WHAT TO DO:
1/ Summarize the forum thread about shipboard radio valves in two sentences.
2/ Write the next post in the forum thread about shipboard radio valves, following on from its last message.

SOURCE EXCERPT:
——

As the seagoing towrag on attachment to East Ham's tech staff one leave it often fell to me to be left holding the Radio Surveyor's hand (not a requirement except when Harry was on the job). A thorough man indeed.

There is the story (possibly Ron's) of his grasping the mains leads to the DF Set only to find that the insulation remained only between the poles and not on the outside where Harry was then completing the circuit across the mains. I am told he swore the technician in attendance to say nothing of the jig that he danced until disconnected and I certainly did not hear that story until he must have been long gone.

I did take the opportunity to have him sign off on my six months sea time and his signature it is on my MRGC (M/57).


----------



## R651400

#8 .. Siemens SB186 shortwave transmitter PA valve (RF pentode) 4069A.


----------



## Harry Nicholson

R651400 said:


> #8 .. Siemens SB186 shortwave transmitter PA valve (RF pentode) 4069A.


That's excellent, good sir. They look to be what I recall. I had it in mind the valve was a beam tetrode - but, as you say, an RF pentode.
You did well to locate that image.


----------



## david.hopcroft

I had a valve tester on my last ship. Had never seen one before, but it turned out to be part of the Chief Eng's gear and the installers didn't know where it was meant to go. I saw off a couple of the 'Used but Good' valves before I got the measure of it !

Fond memories of the SB186. Not brilliant, but I don't remember any problems - it just worked ok. 

David
+


----------



## R651400

#17 ... SB186 info from an old text book and 4069A pic from Fleabay amazingly still available today..
Wouldn't like to comment on why RF pentode and not beam tetrode except what valve manufacturer Siemens preferred.


----------



## duncs

I've always thought that MIMCO had somehow acquired a huge amount of 807 beam tetrodes, and designed all their tx,s around it. Never had a problem with it.


----------



## R651400

Philips (Eindhoven) apparently had the patent on RF transmitting pentodes and to get round this British scientists developed the beam tetrod that became the ubiquitous 807 for RF power and KT66 for AF.

——

DATA LISTING:
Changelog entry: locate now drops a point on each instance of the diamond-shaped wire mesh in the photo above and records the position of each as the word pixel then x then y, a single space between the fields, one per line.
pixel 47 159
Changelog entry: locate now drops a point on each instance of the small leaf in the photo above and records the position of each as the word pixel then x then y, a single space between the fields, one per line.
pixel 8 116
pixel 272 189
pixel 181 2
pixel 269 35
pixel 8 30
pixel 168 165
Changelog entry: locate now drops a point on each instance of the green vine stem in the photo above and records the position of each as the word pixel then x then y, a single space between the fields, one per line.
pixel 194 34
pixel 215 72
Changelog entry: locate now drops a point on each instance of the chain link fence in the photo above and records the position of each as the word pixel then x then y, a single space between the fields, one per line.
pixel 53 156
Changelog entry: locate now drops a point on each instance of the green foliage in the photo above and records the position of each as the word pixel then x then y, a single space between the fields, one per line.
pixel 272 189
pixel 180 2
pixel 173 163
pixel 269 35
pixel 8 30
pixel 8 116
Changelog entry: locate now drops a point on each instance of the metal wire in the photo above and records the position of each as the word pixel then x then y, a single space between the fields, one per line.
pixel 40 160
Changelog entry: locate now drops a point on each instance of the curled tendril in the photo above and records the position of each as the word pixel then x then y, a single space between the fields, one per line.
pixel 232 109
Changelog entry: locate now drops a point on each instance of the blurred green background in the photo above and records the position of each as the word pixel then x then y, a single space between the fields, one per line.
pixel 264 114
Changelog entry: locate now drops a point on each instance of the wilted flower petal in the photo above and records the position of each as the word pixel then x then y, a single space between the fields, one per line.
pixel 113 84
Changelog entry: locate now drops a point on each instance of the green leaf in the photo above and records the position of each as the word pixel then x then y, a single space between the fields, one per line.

——

FINAL ANSWERS:
1/ Forum members share memories of shipboard radio work, including a story of a Radio Surveyor who grasped bare mains leads on a DF set and danced a jig until disconnected, and they identify the PA valve of the Siemens SB186 shortwave transmitter as the 4069A RF pentode. One member believed MIMCO designed its transmitters around the 807 beam tetrode, and another notes that Philips apparently held the patent on RF transmitting pentodes, which led British scientists to develop the beam tetrode.

2/
----------



## expats

I took over a ship at very, very short notice in Leith (sailing within hours)..The R/O had already gone so no 'handover'...We'd sailed when I got to looking over the spares cupboard...It looked neat and tidy with an up-to-date list...

Sadly, when I checked the valves, loads looked 'used'..The carboard boxes were opened but the opened end was at the bottom so they all looked new.

Just the one trip up the Baltic and I was off..but my spares demand, on leaving, raised eyebrows at the depot,


----------



## sparks69

R651400 said:


> Philips (Eindhoven) apparently had the patent on RF transmitting pentodes and to get round this British scientists developed the beam tetrod that became the ubiquitous 807 for RF power and KT66 for AF.


That explains it, but not why they all seemed to be made in the USSR ?


----------



## Buck Taylor

I know this is a bit off the theme, but I recall when I was R/O on a UASC K class heading for Aqaba in Jordan I think around 1986. I received an msg from the owners saying a complete crew change would take place on arrival Aqaba. It was an all Pakistani contingent that awaited us when we docked. The silver service was swept away and replaced by a large bowl of rice and a bowl of chicken curry...sign of things to come....I got the impression from the RO I was handing over to that they were manning the ship due to our incompetence!
During the handover he insisted I flash up the main transmitter (not permitted in port) as he main occupation would be making R/T calls. I done a quick QSO with GKA to placate him. When I showed him the spares locker, he declared it wasn't his business dealing with such things and that the Lecky would handle that sort of thing.
Fast forward a year and I'm in Liverpool docks on another UASC ship chatting with the Marconi technician who came on board. He told me that the ship in question had arrived in Liverpool without radars and most of the communication/navigation faulty. The entire Marconi tech team spent a week putting the faulty gear back in order before they could sail. So much for cutting costs....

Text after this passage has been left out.